Please retype the material beneath this task exactly, starting with its first line and finishing with the line containing "column 182, row 148".

════════════════════

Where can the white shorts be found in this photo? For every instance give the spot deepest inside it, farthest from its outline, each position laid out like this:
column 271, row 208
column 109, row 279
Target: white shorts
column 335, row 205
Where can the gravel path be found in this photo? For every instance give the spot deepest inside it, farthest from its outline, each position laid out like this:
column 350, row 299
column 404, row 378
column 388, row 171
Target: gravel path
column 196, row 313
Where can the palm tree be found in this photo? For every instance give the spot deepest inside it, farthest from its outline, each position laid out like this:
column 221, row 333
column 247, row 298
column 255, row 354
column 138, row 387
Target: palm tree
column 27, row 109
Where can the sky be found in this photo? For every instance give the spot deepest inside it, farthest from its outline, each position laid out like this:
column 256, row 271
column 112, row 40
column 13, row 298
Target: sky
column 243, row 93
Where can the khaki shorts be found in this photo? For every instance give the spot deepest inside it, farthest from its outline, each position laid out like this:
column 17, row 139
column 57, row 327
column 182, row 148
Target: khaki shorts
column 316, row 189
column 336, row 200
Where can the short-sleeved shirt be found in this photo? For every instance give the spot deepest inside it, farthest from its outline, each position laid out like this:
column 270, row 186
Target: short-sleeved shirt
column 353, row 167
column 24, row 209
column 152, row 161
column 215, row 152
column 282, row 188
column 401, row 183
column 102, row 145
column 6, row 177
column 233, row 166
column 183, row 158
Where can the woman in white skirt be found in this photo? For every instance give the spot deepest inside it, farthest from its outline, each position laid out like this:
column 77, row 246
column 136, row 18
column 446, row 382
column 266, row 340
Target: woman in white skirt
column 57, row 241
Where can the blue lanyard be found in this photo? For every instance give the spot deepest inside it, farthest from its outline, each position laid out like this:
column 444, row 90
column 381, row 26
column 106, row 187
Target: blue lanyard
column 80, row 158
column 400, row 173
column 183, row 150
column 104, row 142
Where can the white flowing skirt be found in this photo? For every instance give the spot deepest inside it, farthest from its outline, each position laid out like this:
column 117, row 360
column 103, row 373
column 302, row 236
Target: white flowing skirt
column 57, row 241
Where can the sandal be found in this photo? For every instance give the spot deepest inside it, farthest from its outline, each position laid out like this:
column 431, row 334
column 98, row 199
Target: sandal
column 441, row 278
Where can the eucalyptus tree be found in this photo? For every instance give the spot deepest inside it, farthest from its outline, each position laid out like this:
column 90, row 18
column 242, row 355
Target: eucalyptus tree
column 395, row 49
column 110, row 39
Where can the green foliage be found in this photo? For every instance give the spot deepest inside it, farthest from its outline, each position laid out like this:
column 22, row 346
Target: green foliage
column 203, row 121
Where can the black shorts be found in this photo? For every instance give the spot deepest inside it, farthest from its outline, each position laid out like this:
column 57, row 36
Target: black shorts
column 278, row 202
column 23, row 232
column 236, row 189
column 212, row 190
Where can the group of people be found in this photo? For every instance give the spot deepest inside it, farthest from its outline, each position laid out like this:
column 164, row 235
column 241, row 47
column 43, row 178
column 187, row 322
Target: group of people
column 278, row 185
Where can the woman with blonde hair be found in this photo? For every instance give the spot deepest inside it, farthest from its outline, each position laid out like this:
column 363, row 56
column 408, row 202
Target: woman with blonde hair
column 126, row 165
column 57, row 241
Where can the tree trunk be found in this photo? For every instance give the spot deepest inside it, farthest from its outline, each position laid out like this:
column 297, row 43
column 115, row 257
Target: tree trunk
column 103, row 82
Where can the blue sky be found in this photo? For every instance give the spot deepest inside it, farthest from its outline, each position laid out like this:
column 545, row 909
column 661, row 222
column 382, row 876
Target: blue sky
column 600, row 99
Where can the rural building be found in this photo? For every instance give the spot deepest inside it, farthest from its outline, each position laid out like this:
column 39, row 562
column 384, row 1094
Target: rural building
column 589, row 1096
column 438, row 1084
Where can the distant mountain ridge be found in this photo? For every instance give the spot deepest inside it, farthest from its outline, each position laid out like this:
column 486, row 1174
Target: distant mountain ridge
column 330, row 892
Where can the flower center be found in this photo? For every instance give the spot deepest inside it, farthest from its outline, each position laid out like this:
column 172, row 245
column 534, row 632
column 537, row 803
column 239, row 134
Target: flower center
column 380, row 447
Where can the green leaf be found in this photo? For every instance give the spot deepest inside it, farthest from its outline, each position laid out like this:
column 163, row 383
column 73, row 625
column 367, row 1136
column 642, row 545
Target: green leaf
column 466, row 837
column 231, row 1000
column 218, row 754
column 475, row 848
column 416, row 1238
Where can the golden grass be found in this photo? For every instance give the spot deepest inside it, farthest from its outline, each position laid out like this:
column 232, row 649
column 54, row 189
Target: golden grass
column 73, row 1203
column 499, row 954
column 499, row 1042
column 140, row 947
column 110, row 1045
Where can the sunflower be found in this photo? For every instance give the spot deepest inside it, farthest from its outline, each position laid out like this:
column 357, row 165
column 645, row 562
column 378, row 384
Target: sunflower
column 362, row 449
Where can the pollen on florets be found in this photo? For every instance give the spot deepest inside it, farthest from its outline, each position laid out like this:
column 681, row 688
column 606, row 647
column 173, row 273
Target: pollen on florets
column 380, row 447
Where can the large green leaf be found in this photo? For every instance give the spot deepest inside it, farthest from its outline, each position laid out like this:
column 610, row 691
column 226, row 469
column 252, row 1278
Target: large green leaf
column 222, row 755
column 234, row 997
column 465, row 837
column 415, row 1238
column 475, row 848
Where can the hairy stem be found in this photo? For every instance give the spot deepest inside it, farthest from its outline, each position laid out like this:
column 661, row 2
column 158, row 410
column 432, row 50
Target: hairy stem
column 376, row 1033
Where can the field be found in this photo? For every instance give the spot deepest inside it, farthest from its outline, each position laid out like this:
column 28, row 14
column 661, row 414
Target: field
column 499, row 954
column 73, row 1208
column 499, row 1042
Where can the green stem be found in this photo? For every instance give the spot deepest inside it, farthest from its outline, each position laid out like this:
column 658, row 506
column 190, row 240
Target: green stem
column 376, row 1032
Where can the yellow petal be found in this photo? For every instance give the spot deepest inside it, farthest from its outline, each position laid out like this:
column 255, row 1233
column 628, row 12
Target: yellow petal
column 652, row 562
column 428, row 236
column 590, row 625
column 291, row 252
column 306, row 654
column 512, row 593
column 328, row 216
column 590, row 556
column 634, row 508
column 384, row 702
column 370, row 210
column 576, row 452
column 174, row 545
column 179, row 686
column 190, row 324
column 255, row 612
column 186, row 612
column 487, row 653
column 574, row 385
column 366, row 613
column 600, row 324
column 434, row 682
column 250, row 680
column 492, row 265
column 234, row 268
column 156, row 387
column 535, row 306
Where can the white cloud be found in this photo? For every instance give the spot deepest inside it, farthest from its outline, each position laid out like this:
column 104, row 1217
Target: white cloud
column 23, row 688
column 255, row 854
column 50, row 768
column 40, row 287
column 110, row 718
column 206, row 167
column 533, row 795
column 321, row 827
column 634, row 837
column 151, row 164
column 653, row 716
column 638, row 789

════════════════════

SOLUTION FOR THIS PROBLEM:
Where can the white shorts be found in this photo? For every instance give the spot deepest inside it, farthest from its outline, each position laid out like this:
column 271, row 208
column 109, row 279
Target: white shorts
column 335, row 205
Where can the gravel path be found in this photo? For every instance give the spot deepest inside it, farthest from its outline, each position laid out like this:
column 350, row 299
column 404, row 378
column 388, row 171
Target: gravel path
column 196, row 313
Where can the palm tree be found in this photo? For every instance give the spot deepest inside it, farthest from its outline, each position laid out like this:
column 221, row 333
column 247, row 298
column 255, row 354
column 138, row 387
Target: palm tree
column 27, row 109
Where can the sky be found in this photo? For every instance give the spot deepest inside it, farthest from its outline, each position laid out like this:
column 256, row 271
column 112, row 40
column 13, row 298
Target: sky
column 243, row 93
Where can the khaki shorts be found in this photo? For every instance give the spot deepest inside it, farthest from its outline, each position laid out like this:
column 17, row 139
column 57, row 327
column 182, row 148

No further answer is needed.